▶ Tarea:
Informa, por favor, de cada línea de los ítems que contenga la cadena "power" y cópiala completa. Se distinguen mayúsculas y minúsculas.

◆ ◆ ◆

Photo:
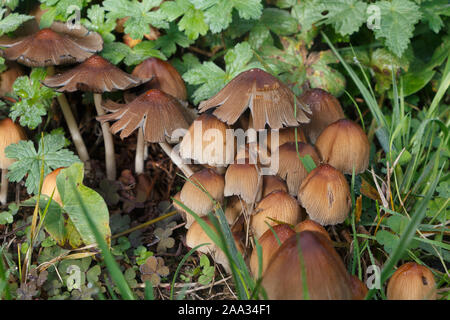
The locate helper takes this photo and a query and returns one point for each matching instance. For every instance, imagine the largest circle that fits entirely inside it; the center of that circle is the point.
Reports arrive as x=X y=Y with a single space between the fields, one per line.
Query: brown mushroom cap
x=290 y=167
x=56 y=45
x=164 y=77
x=325 y=109
x=196 y=236
x=269 y=245
x=242 y=180
x=193 y=196
x=95 y=74
x=49 y=184
x=273 y=183
x=270 y=101
x=343 y=144
x=279 y=206
x=412 y=282
x=9 y=133
x=325 y=195
x=207 y=142
x=326 y=275
x=310 y=225
x=158 y=114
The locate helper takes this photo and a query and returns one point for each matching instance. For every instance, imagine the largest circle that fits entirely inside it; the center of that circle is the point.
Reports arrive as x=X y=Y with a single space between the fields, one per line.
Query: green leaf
x=398 y=18
x=29 y=160
x=92 y=201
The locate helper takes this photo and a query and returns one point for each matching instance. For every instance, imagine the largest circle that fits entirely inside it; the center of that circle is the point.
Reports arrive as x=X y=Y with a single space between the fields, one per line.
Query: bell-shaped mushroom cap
x=325 y=109
x=164 y=77
x=310 y=225
x=196 y=236
x=49 y=184
x=278 y=206
x=359 y=289
x=269 y=245
x=207 y=142
x=412 y=282
x=326 y=275
x=158 y=114
x=284 y=135
x=52 y=46
x=96 y=74
x=242 y=180
x=290 y=167
x=270 y=101
x=195 y=198
x=344 y=145
x=325 y=195
x=273 y=183
x=9 y=133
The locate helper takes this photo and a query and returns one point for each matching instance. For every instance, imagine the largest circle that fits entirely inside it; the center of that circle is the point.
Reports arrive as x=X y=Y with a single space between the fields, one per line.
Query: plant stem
x=140 y=146
x=110 y=158
x=4 y=187
x=71 y=124
x=176 y=159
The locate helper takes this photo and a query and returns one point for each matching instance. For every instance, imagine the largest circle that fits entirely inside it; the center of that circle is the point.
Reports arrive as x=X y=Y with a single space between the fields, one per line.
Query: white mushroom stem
x=4 y=187
x=71 y=124
x=110 y=158
x=139 y=159
x=175 y=157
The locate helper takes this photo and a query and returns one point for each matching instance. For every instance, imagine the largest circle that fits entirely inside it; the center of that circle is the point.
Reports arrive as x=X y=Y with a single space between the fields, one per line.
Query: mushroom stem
x=4 y=187
x=140 y=147
x=176 y=159
x=110 y=159
x=71 y=123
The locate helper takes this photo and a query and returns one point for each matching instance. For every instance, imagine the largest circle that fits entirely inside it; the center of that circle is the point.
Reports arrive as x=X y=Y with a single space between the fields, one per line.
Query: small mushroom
x=49 y=186
x=269 y=245
x=196 y=236
x=193 y=193
x=326 y=275
x=9 y=133
x=290 y=167
x=158 y=115
x=277 y=207
x=96 y=75
x=269 y=100
x=325 y=195
x=344 y=145
x=325 y=109
x=412 y=281
x=207 y=142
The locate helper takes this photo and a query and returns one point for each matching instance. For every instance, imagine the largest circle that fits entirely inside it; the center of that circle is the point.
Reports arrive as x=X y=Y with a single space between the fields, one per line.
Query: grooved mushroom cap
x=273 y=183
x=196 y=235
x=193 y=195
x=269 y=245
x=325 y=195
x=164 y=77
x=326 y=275
x=343 y=144
x=49 y=184
x=412 y=282
x=310 y=225
x=270 y=101
x=325 y=109
x=95 y=74
x=207 y=142
x=242 y=180
x=158 y=113
x=284 y=135
x=52 y=46
x=290 y=167
x=9 y=133
x=279 y=206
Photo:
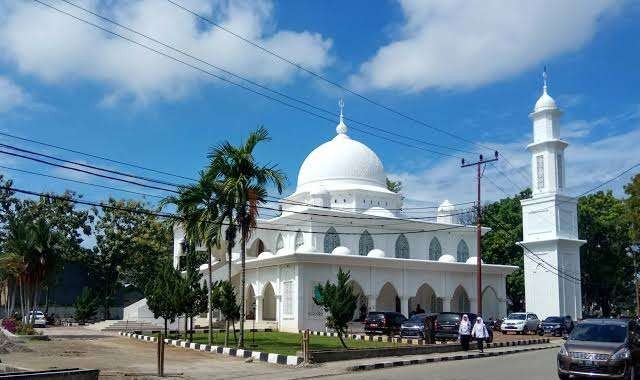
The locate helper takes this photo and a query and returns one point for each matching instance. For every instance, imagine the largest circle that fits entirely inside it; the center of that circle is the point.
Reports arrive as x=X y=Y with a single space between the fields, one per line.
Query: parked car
x=39 y=321
x=602 y=348
x=383 y=322
x=520 y=323
x=555 y=326
x=414 y=326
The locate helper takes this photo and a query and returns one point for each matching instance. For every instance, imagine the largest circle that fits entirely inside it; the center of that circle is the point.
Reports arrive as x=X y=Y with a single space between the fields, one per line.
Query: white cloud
x=588 y=164
x=11 y=95
x=58 y=49
x=463 y=43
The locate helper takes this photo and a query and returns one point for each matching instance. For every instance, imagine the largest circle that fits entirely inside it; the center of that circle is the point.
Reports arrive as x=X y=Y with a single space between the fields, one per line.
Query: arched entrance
x=388 y=299
x=268 y=303
x=460 y=301
x=362 y=306
x=490 y=308
x=425 y=297
x=250 y=303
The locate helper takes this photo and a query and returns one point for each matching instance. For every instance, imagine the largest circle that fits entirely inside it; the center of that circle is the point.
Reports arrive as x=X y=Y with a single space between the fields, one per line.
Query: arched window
x=366 y=243
x=402 y=247
x=463 y=251
x=279 y=243
x=435 y=249
x=299 y=239
x=331 y=240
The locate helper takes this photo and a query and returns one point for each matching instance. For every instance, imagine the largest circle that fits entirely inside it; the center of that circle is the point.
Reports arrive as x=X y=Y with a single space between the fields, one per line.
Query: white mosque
x=343 y=216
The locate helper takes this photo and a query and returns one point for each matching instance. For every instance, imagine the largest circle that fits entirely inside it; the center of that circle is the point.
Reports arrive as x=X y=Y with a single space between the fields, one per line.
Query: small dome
x=265 y=255
x=341 y=251
x=284 y=251
x=305 y=249
x=473 y=260
x=379 y=211
x=376 y=253
x=447 y=259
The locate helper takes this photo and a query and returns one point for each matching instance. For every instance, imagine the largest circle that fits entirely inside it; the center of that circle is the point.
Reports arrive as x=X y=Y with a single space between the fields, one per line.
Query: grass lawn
x=288 y=343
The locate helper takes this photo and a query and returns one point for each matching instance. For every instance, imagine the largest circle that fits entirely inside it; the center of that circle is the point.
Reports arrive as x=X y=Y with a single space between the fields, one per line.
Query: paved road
x=536 y=365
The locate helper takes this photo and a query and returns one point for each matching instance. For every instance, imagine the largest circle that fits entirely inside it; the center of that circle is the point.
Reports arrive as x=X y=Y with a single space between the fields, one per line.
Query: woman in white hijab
x=480 y=332
x=465 y=332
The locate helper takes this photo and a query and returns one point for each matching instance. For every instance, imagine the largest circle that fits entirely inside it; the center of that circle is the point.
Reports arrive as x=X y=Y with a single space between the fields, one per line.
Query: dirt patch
x=7 y=346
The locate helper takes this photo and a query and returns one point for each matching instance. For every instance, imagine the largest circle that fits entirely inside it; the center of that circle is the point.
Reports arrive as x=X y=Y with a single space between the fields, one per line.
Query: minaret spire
x=341 y=129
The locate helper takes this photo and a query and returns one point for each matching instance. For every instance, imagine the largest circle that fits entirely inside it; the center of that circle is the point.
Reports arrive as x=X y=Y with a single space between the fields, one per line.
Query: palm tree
x=244 y=187
x=198 y=206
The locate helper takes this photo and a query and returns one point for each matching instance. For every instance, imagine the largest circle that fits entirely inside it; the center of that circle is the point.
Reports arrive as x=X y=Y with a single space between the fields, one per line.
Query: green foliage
x=86 y=305
x=164 y=293
x=632 y=189
x=395 y=186
x=339 y=301
x=504 y=217
x=606 y=269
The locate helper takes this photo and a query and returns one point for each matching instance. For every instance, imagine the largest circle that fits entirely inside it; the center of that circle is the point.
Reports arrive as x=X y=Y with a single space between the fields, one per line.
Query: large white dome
x=341 y=163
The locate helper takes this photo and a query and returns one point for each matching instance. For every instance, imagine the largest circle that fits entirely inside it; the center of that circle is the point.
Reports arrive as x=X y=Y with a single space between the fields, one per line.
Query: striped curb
x=388 y=339
x=402 y=363
x=291 y=360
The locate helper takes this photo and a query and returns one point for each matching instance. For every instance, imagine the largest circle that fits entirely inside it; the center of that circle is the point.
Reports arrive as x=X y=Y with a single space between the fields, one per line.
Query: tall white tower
x=550 y=222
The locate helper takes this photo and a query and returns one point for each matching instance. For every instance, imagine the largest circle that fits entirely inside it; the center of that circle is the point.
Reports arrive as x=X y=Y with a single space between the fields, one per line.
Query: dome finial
x=341 y=129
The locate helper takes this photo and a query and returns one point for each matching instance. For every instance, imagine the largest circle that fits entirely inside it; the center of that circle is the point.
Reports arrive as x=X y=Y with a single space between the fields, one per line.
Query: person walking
x=480 y=332
x=464 y=332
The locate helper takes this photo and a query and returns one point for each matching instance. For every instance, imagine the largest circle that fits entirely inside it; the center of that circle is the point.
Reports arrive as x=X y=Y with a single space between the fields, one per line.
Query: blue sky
x=471 y=68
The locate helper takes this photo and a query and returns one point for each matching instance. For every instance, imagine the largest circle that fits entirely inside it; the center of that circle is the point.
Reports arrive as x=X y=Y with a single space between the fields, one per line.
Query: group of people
x=477 y=330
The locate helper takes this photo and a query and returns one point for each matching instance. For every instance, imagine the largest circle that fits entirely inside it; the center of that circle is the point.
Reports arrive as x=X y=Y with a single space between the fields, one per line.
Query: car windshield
x=448 y=317
x=592 y=332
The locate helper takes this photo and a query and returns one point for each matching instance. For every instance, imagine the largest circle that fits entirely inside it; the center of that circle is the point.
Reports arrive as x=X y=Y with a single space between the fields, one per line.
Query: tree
x=339 y=301
x=198 y=206
x=164 y=293
x=194 y=295
x=129 y=244
x=504 y=217
x=605 y=267
x=86 y=305
x=395 y=186
x=243 y=191
x=224 y=298
x=632 y=189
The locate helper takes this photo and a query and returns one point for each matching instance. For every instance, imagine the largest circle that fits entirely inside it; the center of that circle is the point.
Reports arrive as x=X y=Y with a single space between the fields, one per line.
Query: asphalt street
x=536 y=365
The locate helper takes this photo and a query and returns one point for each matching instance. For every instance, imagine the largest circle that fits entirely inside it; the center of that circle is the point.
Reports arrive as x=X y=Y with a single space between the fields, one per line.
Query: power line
x=240 y=85
x=80 y=182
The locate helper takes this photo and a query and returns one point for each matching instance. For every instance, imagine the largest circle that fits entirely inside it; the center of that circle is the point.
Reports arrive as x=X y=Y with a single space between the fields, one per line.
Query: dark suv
x=448 y=323
x=602 y=348
x=383 y=322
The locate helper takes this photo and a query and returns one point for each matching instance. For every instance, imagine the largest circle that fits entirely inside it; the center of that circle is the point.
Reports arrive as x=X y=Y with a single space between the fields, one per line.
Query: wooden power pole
x=480 y=166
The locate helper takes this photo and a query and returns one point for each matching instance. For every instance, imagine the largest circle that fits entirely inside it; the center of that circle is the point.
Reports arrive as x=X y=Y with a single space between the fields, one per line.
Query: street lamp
x=632 y=251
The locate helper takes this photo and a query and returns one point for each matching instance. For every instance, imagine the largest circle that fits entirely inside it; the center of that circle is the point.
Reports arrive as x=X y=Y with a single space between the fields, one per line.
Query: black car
x=383 y=322
x=414 y=326
x=555 y=326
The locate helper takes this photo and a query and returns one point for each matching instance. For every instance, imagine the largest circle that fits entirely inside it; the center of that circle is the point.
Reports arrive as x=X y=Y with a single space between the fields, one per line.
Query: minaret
x=550 y=222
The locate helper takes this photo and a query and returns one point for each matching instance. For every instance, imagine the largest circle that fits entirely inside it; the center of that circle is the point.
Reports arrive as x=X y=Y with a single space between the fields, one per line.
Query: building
x=550 y=221
x=343 y=216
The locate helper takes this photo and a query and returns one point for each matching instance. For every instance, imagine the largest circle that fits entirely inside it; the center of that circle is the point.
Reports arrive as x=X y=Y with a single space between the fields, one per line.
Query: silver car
x=520 y=323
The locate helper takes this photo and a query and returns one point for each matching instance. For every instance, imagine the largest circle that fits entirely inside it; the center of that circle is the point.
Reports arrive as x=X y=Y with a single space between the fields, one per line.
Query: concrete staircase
x=124 y=325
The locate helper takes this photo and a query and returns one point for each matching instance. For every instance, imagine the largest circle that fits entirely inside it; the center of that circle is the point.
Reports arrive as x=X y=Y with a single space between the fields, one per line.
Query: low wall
x=351 y=354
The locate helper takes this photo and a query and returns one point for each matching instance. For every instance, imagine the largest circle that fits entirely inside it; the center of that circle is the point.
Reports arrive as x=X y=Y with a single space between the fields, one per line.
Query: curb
x=268 y=357
x=416 y=341
x=402 y=363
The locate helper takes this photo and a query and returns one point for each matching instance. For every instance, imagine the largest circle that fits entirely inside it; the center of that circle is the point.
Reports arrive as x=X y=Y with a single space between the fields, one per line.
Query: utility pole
x=478 y=164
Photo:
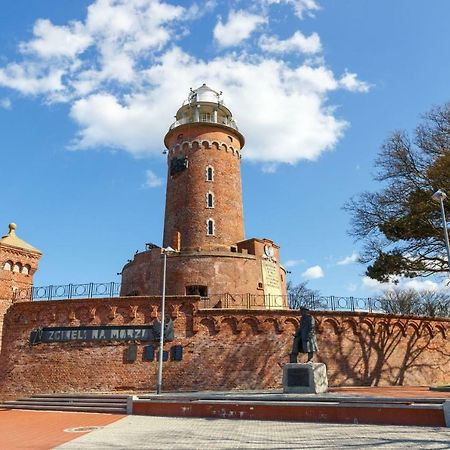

◆ ◆ ◆

▶ Resultado:
Query: power line
Query: wooden power pole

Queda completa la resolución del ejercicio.